◆ TASK BRIEF
An exact, complete copy of the entries is what is needed.

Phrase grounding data

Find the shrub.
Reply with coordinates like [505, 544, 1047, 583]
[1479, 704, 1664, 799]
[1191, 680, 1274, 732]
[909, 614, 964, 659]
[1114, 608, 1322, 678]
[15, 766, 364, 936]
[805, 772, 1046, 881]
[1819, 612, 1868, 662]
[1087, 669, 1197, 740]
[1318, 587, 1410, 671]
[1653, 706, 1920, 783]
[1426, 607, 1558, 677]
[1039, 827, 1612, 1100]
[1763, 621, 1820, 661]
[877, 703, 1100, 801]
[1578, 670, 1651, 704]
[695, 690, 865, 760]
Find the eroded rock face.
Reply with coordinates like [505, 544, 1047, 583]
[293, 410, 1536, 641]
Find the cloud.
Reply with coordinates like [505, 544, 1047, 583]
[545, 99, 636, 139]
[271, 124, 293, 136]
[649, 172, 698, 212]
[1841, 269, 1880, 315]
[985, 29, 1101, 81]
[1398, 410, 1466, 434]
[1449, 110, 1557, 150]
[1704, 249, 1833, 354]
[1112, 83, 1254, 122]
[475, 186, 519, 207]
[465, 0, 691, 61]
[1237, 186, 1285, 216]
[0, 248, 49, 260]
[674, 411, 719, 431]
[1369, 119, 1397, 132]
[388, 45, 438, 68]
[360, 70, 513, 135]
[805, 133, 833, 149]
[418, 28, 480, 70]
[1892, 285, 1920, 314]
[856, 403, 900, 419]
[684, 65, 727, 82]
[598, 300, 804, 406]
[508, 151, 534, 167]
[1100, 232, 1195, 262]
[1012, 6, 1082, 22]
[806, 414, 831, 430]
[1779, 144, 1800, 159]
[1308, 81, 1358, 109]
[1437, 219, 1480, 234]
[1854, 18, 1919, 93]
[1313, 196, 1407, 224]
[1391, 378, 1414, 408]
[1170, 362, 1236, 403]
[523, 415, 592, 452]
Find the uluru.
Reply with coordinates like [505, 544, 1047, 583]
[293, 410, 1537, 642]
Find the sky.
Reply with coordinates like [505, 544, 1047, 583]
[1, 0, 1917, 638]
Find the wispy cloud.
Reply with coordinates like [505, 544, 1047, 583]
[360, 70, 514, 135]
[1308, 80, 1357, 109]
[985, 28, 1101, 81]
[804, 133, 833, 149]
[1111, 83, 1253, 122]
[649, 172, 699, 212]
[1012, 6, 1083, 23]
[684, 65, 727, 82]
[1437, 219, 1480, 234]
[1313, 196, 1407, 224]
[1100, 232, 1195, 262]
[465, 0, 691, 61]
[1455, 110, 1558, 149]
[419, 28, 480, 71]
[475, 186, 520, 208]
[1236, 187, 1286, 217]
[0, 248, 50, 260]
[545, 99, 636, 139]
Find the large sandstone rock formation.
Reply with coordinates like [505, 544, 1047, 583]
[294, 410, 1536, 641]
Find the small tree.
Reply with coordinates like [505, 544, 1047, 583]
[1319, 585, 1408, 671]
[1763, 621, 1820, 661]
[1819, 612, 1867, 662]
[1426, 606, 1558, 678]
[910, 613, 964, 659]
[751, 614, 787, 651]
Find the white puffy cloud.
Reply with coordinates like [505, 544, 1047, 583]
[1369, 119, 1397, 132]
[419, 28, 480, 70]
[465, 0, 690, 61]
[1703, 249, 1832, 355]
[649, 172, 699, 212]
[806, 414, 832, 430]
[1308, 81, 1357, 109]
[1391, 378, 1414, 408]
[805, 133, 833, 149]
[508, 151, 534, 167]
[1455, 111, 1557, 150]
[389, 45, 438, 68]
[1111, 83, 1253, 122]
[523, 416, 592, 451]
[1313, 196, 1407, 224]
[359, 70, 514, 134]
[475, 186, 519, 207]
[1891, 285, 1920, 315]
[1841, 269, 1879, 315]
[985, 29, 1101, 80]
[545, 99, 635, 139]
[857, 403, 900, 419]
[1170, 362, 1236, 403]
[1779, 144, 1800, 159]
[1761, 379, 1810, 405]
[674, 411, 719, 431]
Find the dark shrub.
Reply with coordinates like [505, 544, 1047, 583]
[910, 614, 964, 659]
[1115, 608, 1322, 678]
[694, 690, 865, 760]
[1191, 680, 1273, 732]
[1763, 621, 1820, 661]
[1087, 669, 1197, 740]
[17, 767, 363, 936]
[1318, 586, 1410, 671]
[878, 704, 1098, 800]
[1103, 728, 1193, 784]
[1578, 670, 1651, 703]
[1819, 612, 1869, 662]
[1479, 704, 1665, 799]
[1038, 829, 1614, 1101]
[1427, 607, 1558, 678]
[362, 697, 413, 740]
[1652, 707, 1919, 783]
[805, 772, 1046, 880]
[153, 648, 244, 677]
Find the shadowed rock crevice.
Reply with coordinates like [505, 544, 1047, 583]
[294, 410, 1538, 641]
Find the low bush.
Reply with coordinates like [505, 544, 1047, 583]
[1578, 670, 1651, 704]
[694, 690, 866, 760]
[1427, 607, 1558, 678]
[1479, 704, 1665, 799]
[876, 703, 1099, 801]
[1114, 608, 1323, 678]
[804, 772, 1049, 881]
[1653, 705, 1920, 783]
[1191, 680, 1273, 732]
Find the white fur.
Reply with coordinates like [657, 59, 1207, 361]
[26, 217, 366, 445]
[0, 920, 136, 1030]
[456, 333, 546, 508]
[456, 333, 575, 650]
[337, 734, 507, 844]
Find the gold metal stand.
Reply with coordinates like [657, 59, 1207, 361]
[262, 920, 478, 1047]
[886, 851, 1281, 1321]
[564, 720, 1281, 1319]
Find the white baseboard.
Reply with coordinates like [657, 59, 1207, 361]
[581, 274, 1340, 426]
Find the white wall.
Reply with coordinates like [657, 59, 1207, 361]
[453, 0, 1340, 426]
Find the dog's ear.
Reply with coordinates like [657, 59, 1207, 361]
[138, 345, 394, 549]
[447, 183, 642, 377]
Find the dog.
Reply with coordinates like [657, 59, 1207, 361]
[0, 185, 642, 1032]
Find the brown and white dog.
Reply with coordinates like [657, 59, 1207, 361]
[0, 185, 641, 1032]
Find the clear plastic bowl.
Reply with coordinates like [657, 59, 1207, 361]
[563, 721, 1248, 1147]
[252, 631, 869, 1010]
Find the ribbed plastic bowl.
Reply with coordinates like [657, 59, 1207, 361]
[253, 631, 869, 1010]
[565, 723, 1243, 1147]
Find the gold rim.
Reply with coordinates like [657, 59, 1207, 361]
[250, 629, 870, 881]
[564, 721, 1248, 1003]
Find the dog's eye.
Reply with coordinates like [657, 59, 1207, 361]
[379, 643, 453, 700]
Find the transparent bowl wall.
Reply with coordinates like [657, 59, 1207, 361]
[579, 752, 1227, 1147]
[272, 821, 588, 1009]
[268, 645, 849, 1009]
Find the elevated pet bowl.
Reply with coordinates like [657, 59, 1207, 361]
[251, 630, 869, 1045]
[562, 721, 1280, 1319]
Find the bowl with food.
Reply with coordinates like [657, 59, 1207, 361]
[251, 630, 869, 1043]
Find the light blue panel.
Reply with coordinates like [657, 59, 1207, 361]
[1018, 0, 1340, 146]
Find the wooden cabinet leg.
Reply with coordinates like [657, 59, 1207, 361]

◆ RESPONSE BOX
Find the shrub.
Reply with coordinates like [505, 544, 1047, 583]
[1479, 704, 1664, 799]
[1191, 680, 1274, 732]
[909, 614, 964, 659]
[1114, 608, 1322, 678]
[15, 766, 364, 936]
[805, 772, 1046, 881]
[1819, 612, 1868, 662]
[1087, 669, 1197, 740]
[1318, 587, 1410, 671]
[1653, 706, 1920, 783]
[1426, 607, 1558, 677]
[1039, 827, 1612, 1100]
[1763, 621, 1820, 661]
[877, 703, 1100, 801]
[1578, 670, 1651, 704]
[695, 690, 865, 760]
Find the eroded rock face.
Reply with coordinates like [505, 544, 1047, 583]
[293, 410, 1536, 641]
Find the cloud.
Reply with coordinates like [505, 544, 1047, 583]
[545, 99, 636, 139]
[271, 124, 293, 136]
[649, 172, 698, 212]
[1841, 269, 1880, 315]
[985, 29, 1101, 81]
[1398, 410, 1466, 434]
[1449, 110, 1557, 150]
[1704, 249, 1833, 354]
[1112, 83, 1254, 122]
[475, 186, 519, 207]
[465, 0, 691, 61]
[1237, 186, 1285, 216]
[0, 248, 49, 260]
[674, 411, 719, 431]
[1369, 119, 1397, 132]
[388, 45, 438, 68]
[360, 70, 513, 135]
[805, 133, 833, 149]
[418, 28, 480, 70]
[1892, 285, 1920, 314]
[856, 403, 900, 419]
[684, 65, 727, 82]
[598, 300, 804, 406]
[508, 151, 534, 167]
[1100, 232, 1195, 262]
[1012, 6, 1082, 22]
[806, 414, 831, 430]
[1779, 144, 1800, 159]
[1308, 81, 1358, 109]
[1437, 219, 1480, 234]
[1854, 18, 1919, 93]
[1313, 196, 1407, 224]
[1391, 378, 1414, 408]
[1170, 362, 1236, 403]
[523, 415, 592, 452]
Find the uluru.
Reply with coordinates like [505, 544, 1047, 583]
[293, 410, 1537, 642]
Find the sky.
Reply with coordinates like [505, 544, 1047, 583]
[1, 0, 1917, 638]
Find the wispy cloud.
Reply with coordinates like [505, 544, 1047, 583]
[360, 70, 514, 135]
[1308, 80, 1357, 109]
[985, 28, 1101, 81]
[804, 133, 833, 149]
[1111, 83, 1253, 122]
[649, 172, 699, 212]
[1012, 6, 1083, 23]
[684, 65, 727, 82]
[1437, 219, 1480, 234]
[1313, 196, 1407, 224]
[1100, 232, 1195, 262]
[465, 0, 691, 61]
[1455, 110, 1558, 149]
[419, 28, 480, 71]
[475, 186, 520, 208]
[1236, 187, 1286, 217]
[0, 248, 50, 260]
[545, 99, 636, 139]
Find the large sandstone rock formation.
Reply with coordinates like [505, 544, 1047, 583]
[294, 410, 1536, 641]
Find the small tree.
Reply with coordinates like [505, 544, 1047, 583]
[1319, 585, 1408, 671]
[1763, 621, 1820, 661]
[1819, 612, 1867, 662]
[1426, 606, 1558, 678]
[910, 613, 964, 659]
[751, 614, 787, 651]
Find the white puffy cloud.
Reply with coordinates like [505, 544, 1047, 583]
[1369, 119, 1397, 132]
[419, 28, 480, 70]
[465, 0, 690, 61]
[1703, 249, 1832, 355]
[649, 172, 699, 212]
[806, 414, 832, 430]
[1308, 81, 1357, 109]
[1391, 378, 1414, 408]
[805, 133, 833, 149]
[508, 151, 534, 167]
[1455, 111, 1557, 150]
[389, 45, 438, 68]
[1111, 83, 1253, 122]
[523, 416, 592, 451]
[1313, 196, 1407, 224]
[359, 70, 514, 134]
[475, 186, 519, 207]
[1891, 285, 1920, 315]
[1841, 269, 1879, 315]
[985, 29, 1101, 80]
[545, 99, 635, 139]
[857, 403, 900, 419]
[1170, 362, 1236, 403]
[1779, 144, 1800, 159]
[1761, 379, 1810, 405]
[674, 411, 719, 431]
Find the dark shrub.
Reply with coordinates like [505, 544, 1047, 583]
[910, 614, 964, 659]
[1115, 608, 1322, 678]
[694, 690, 865, 760]
[1191, 680, 1273, 732]
[1763, 621, 1820, 661]
[1087, 669, 1197, 740]
[17, 767, 363, 936]
[1318, 586, 1410, 671]
[878, 704, 1098, 800]
[1103, 728, 1193, 784]
[1578, 670, 1651, 703]
[1819, 612, 1869, 662]
[1479, 704, 1665, 799]
[1038, 829, 1614, 1101]
[1427, 607, 1558, 678]
[362, 697, 413, 740]
[1652, 707, 1919, 783]
[805, 772, 1046, 880]
[153, 648, 244, 677]
Find the shadowed rock crevice.
Reply with coordinates like [505, 544, 1047, 583]
[294, 410, 1538, 641]
Find the low bush.
Reply with coordinates like [505, 544, 1047, 583]
[1578, 670, 1651, 704]
[694, 690, 866, 760]
[1427, 607, 1558, 678]
[1479, 704, 1665, 799]
[876, 703, 1099, 801]
[1114, 608, 1323, 678]
[804, 772, 1049, 881]
[1653, 705, 1920, 783]
[1191, 680, 1273, 732]
Find the white fur.
Reply with coordinates like [657, 59, 1207, 361]
[26, 217, 366, 445]
[0, 920, 136, 1030]
[456, 333, 546, 508]
[456, 333, 575, 650]
[337, 734, 507, 844]
Find the gold metal stand.
Reply with coordinates like [657, 59, 1207, 361]
[262, 920, 478, 1047]
[886, 851, 1281, 1321]
[564, 720, 1281, 1319]
Find the white baseboard.
Reply with coordinates like [657, 59, 1207, 361]
[581, 274, 1340, 426]
Find the white wall.
Reply with coordinates like [657, 59, 1207, 361]
[453, 0, 1340, 426]
Find the dog's ear.
Reply with coordinates like [657, 59, 1207, 361]
[138, 345, 394, 549]
[447, 183, 642, 377]
Find the dog.
Reply with coordinates like [657, 59, 1207, 361]
[0, 185, 642, 1032]
Find the brown and white dog.
Reply with coordinates like [657, 59, 1207, 361]
[0, 185, 641, 1032]
Find the clear plastic bowl.
Reply with coordinates like [657, 59, 1207, 361]
[563, 721, 1248, 1147]
[252, 631, 869, 1010]
Find the ribbed plastic bowl.
Reply with coordinates like [657, 59, 1207, 361]
[253, 631, 869, 1010]
[565, 723, 1243, 1147]
Find the gold rim.
Reply with coordinates like [657, 59, 1207, 361]
[250, 629, 870, 881]
[564, 721, 1248, 1003]
Find the dog's eye.
Reply with coordinates like [657, 59, 1207, 361]
[379, 643, 453, 700]
Find the transparent bowl wall.
Reply with coordinates like [657, 59, 1207, 361]
[579, 752, 1227, 1147]
[272, 821, 588, 1009]
[268, 645, 849, 1009]
Find the elevated pet bowl.
Reply with coordinates like [657, 59, 1207, 361]
[251, 630, 869, 1045]
[562, 721, 1280, 1319]
Find the bowl with food.
Reply with coordinates like [657, 59, 1207, 361]
[251, 630, 869, 1043]
Find the light blue panel.
Reply with coordinates like [657, 59, 1207, 361]
[1018, 0, 1340, 146]
Find the wooden cabinet leg.
Reply with coordinates like [657, 59, 1207, 361]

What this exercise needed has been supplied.